[Start of Passage provided]

Project Graduation Really Achieves Dreams (GRAD) is an ambitious education reform initiative designed to improve academic achievement, high school graduation rates, and rates of college attendance for low-income students.
Charting a Path to Graduation
The Effect of Project GRAD on Elementary School Student Outcomes in Four Urban School Districts

Striving for Student Success
The Effect of Project GRAD on High School Student Outcomes in Three Urban School Districts

Launched first in Houston, Texas, it is an unusual reform model in that it intervenes throughout an entire “feeder pattern” of elementary and middle schools that send students into each Project GRAD high school. The initiative recognizes that high schools inherit problems that have arisen earlier in the education pipeline, making it essential to improve both elementary and secondary schools in order to increase the rates of high school graduation, college-going, and college graduation.

Project GRAD schools at all levels build support in the community for school improvement and college attendance, implement a classroom management program, provide students with access to needed social services, and receive special support from local Project GRAD organizations. To help students arrive at middle and high school better prepared academically, Project GRAD elementary schools implement specific reading and math curricula, along with enhanced professional development for teachers. At the high school level, Project GRAD’s model assumes that better-prepared students would come from the Project GRAD feeder schools, would benefit from special academic counseling and summer academic enrichment in high school, and would qualify for a scholarship to attend college, which is the “cornerstone” of the Project GRAD reform.

[End of Passage provided]
[Start of Supplied information]

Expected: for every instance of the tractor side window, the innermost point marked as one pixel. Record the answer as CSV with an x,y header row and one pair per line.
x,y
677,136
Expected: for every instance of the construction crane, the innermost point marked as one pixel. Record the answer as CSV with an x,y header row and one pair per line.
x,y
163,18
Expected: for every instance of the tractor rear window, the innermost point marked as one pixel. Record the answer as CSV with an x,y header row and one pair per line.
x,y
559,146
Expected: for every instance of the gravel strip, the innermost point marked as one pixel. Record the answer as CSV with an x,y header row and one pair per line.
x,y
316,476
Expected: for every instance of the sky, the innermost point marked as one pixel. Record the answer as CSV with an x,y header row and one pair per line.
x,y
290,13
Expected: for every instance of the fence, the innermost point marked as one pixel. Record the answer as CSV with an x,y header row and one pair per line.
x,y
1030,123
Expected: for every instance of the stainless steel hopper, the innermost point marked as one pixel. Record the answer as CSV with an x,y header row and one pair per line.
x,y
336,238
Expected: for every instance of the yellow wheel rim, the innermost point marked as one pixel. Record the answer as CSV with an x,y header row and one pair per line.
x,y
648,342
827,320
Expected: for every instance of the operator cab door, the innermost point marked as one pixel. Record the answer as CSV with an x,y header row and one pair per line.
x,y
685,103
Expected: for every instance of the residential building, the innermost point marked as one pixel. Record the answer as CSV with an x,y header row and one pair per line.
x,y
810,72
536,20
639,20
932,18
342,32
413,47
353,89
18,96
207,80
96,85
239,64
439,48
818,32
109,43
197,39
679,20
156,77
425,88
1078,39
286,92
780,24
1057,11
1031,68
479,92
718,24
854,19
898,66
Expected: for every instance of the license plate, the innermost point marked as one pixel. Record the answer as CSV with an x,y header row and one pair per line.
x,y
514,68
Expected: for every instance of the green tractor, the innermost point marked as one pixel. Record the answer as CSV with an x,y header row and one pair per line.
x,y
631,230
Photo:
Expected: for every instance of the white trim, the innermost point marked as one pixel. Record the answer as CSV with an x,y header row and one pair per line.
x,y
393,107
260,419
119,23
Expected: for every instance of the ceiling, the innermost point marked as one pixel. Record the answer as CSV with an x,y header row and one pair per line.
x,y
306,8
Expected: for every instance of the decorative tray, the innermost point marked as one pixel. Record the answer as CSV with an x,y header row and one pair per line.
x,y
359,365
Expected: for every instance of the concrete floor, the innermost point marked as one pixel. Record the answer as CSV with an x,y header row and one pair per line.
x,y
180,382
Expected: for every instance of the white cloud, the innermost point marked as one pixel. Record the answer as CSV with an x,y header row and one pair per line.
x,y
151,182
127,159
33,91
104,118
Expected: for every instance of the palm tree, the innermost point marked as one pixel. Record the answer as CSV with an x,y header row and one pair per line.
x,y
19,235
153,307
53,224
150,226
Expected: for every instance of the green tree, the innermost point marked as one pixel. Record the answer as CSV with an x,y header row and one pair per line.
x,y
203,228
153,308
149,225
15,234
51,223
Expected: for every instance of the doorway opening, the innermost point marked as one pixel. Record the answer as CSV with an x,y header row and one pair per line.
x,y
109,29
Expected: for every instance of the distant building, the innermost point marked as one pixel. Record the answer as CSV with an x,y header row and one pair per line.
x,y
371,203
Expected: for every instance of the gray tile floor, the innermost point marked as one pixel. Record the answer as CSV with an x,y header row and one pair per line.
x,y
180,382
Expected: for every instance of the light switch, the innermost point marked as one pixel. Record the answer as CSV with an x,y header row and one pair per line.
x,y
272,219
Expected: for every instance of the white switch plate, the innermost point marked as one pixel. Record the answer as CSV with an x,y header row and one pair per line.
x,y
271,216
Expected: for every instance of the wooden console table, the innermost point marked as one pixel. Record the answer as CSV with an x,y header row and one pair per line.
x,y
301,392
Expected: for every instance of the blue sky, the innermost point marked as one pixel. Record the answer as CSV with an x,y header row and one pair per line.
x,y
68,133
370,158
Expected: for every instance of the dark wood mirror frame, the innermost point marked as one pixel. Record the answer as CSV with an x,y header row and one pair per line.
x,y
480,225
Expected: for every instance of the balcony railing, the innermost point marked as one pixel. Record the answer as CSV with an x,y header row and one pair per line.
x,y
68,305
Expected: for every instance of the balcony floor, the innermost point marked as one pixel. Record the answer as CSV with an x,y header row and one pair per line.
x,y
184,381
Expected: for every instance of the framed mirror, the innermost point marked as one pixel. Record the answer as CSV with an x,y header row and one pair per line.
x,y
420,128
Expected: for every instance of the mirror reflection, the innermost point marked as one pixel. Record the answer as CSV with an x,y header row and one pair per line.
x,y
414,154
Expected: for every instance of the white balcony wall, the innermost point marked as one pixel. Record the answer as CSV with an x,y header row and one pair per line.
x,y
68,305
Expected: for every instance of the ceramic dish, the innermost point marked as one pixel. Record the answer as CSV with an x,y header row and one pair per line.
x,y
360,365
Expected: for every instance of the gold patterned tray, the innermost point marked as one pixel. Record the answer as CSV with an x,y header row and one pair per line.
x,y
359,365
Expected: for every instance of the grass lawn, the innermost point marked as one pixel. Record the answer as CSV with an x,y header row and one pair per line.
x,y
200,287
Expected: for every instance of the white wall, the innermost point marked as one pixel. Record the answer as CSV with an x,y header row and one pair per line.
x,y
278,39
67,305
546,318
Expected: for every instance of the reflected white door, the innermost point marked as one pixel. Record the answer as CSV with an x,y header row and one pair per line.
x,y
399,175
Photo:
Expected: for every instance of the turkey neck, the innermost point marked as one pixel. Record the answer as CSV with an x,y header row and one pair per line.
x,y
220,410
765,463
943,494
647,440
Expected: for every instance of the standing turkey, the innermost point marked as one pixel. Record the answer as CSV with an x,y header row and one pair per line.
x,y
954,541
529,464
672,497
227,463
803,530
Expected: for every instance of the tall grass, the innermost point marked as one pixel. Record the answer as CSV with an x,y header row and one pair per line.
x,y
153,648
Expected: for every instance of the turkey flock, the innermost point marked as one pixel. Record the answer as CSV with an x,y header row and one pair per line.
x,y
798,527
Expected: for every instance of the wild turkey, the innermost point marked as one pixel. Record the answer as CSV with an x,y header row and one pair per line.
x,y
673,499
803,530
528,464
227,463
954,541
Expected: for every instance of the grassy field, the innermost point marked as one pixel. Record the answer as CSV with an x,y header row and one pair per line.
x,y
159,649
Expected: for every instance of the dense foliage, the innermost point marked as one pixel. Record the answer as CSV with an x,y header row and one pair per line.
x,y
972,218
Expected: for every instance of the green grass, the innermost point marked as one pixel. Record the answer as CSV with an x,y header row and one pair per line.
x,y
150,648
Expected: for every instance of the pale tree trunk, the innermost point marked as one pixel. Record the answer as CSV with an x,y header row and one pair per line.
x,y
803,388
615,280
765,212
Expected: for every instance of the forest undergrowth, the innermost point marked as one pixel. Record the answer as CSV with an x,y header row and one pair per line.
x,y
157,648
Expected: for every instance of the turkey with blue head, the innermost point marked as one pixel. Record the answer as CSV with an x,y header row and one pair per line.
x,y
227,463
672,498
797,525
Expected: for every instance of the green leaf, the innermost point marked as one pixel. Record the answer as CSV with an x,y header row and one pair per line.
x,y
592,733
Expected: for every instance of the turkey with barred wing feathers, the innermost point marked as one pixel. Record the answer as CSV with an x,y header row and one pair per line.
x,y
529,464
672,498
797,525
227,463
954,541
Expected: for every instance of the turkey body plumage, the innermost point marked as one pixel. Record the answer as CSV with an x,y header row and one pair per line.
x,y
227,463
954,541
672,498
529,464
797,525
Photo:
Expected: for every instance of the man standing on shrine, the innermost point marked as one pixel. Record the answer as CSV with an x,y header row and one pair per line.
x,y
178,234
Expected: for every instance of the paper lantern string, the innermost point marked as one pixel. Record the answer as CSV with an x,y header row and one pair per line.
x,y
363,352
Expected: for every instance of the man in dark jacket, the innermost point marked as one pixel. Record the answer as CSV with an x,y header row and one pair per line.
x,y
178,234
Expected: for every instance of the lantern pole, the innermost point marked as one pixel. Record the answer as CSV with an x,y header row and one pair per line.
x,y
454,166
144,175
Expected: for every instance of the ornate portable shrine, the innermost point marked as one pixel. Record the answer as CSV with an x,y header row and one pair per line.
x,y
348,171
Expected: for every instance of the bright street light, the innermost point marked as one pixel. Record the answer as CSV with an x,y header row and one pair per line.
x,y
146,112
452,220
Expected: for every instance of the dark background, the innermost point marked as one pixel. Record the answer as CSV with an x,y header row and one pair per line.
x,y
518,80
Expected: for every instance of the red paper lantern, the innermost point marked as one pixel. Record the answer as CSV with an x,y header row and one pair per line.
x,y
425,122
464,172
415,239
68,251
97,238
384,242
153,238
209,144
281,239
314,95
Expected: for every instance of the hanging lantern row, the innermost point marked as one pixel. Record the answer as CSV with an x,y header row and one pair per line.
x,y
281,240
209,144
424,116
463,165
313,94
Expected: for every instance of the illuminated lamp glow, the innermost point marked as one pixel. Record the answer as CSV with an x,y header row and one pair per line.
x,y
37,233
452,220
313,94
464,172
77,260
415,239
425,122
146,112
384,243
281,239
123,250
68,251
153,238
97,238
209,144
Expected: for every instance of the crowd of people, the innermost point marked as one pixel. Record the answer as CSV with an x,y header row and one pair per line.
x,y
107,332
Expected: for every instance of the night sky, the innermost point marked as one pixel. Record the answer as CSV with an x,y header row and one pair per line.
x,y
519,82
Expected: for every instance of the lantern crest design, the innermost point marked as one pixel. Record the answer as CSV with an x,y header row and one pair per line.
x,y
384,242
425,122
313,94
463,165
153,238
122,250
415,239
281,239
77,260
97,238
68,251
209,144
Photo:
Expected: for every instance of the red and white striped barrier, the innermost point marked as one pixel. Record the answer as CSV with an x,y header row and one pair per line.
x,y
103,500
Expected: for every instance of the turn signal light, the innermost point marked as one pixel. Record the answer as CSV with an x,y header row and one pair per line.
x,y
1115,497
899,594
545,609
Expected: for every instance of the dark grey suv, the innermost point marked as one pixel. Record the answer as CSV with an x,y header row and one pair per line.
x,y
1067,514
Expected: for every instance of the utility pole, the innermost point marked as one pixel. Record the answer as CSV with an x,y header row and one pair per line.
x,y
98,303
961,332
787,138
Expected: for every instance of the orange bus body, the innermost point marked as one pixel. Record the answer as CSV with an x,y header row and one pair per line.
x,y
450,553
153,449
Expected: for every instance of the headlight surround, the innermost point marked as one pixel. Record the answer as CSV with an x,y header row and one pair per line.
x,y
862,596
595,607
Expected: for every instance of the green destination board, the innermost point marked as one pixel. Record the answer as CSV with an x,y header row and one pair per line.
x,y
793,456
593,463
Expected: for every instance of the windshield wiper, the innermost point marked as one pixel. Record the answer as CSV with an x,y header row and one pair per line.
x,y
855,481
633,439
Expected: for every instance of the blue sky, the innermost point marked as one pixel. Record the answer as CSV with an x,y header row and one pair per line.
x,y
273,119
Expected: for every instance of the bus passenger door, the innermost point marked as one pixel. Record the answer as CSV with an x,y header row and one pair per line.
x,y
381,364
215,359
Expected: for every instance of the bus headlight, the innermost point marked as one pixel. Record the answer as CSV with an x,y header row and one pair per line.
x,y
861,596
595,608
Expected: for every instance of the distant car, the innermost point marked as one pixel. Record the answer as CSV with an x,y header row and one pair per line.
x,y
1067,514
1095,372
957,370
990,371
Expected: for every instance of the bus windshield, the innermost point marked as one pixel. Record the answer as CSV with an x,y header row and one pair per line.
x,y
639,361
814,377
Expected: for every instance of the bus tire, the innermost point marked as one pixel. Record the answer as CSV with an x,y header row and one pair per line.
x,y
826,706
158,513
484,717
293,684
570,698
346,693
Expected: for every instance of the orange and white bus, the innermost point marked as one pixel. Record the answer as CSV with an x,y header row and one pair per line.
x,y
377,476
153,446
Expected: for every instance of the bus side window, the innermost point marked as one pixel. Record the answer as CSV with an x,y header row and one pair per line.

[End of Supplied information]

Task set ->
a: Copy the stretch of the Project GRAD text from "Charting a Path" through "and college graduation." word for word.
b: Identify every line of the entries that contains the word "plate", and copy each such line in full.

Results by task ->
a:
Charting a Path to Graduation
The Effect of Project GRAD on Elementary School Student Outcomes in Four Urban School Districts

Striving for Student Success
The Effect of Project GRAD on High School Student Outcomes in Three Urban School Districts

Launched first in Houston, Texas, it is an unusual reform model in that it intervenes throughout an entire “feeder pattern” of elementary and middle schools that send students into each Project GRAD high school. The initiative recognizes that high schools inherit problems that have arisen earlier in the education pipeline, making it essential to improve both elementary and secondary schools in order to increase the rates of high school graduation, college-going, and college graduation.

b:
Expected: for every instance of the license plate, the innermost point marked as one pixel. Record the answer as CSV with an x,y header row and one pair per line.
Expected: for every instance of the white switch plate, the innermost point marked as one pixel. Record the answer as CSV with an x,y header row and one pair per line.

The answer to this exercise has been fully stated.